Кроме того, исходя из специфики повествования в мемуарном тексте, где зачастую происходит нарушение хронологического принципа повествования, стремление связать рассказ о событиях давно прошедших, так называемое «время действия» [7, с.118], с современностью («время письма» [7, с. 118]), а также «сочетание повествования о событиях с эксплицитно выраженной <...> оценкой, т. е. сочетание повествовательности и рефлексивности» [5, с. 22], исследователи выделяют я актуальное, отражающее внутреннее состояние личности в том виде, в котором она существует в момент повествования; я возможное (вероятное, воображаемое), передающее образ человека в его воображении, как в прошлом,
так и в сконструированном по вероятности будущем; я идеализированное (желаемое), т. е. такое, каковым человек хочет себя видеть; я зеркальное, основанное на восприятии человеком себя таким образом, как, по его предположению, может воспринимать его другой человек [6, с. 36].
В мемуарном тексте эго автора выступает одновременно в разнообразных смыслообразующих и структурообразующих функциях, так как именно его переживания, рефлексия, память, интерпретация событий составляют основу произведения.
Характер самовыражения авторского я в тексте воспоминаний, по мнению исследователей, с наибольшей отчетливостью определяется в «разнообразных введениях, вступлениях, предисловиях» к мемуарам [6, с. 38]. На основании предисловия к воспоминаниям «Мои литературные и нравственные скитальчества» мы можем судить о характере репрезентации мемуарного эго. А. А. Григорьев написал предисловие к своим воспоминаниям, где выделил ряд существенных для его книги моментов, мотивов, стратегий. Основными особенностями самовыражения авторского я становятся:
1. Я - наблюдатель, свидетель произошедших событий - «Столько эпох литературных пронеслось и надо мною и передо мною» [4, с. 5]. Память я субъективна и ограничена, поэтому я делает попытку лишь «очертить эти различные эпохи» [4, с. 7].
2. Я - художник-реставратор - пытается оживить ряд картин из своего прошлого, так как каждая из них «глядит на меня из-за дали прошедшего отдельным органическим целым, имеет для меня свой особенный цвет и свой особенный запах <...> взываю я к ним порою, и слышу и чую их веяние...» [4, с. 5].

◆ **Задания к упражнению**:
A. Перепечатайте из текста о мемуарах всё, начиная со слов «В мемуарном тексте эго» и заканчивая словами «составляют основу произведения.».
B. Перепишите всё от начала списка до строки, в которой стоит «0, 305, 49, 365», включительно. Замените в этих строках «black helmet» на «white helmet», а остальное оставьте без изменений.

Записи, отобранные из подборки:

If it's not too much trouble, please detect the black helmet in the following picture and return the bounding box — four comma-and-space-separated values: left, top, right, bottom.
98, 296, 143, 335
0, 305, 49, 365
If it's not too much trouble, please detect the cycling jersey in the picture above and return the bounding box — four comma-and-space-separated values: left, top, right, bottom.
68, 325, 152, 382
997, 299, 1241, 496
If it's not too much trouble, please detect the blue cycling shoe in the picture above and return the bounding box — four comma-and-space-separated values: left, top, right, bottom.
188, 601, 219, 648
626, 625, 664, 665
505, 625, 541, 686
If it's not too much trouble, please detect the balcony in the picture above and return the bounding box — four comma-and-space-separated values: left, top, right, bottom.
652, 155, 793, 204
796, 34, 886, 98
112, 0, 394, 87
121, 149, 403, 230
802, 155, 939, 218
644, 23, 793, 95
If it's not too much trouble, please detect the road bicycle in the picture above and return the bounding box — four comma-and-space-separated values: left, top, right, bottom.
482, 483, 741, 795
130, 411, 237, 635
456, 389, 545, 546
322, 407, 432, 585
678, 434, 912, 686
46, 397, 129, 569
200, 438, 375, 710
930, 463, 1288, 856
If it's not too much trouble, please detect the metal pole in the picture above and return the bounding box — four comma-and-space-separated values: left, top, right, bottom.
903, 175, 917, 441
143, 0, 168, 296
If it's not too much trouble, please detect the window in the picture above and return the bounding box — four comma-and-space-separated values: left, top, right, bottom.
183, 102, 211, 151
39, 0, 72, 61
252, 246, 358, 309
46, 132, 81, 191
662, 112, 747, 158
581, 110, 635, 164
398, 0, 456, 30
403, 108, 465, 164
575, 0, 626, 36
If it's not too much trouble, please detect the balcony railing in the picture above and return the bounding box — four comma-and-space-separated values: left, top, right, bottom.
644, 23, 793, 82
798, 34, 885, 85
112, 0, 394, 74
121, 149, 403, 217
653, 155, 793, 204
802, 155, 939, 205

◆ **Ответы**:
A.
В мемуарном тексте эго автора выступает одновременно в разнообразных смыслообразующих и структурообразующих функциях, так как именно его переживания, рефлексия, память, интерпретация событий составляют основу произведения.

B.
If it's not too much trouble, please detect the white helmet in the following picture and return the bounding box — four comma-and-space-separated values: left, top, right, bottom.
98, 296, 143, 335
0, 305, 49, 365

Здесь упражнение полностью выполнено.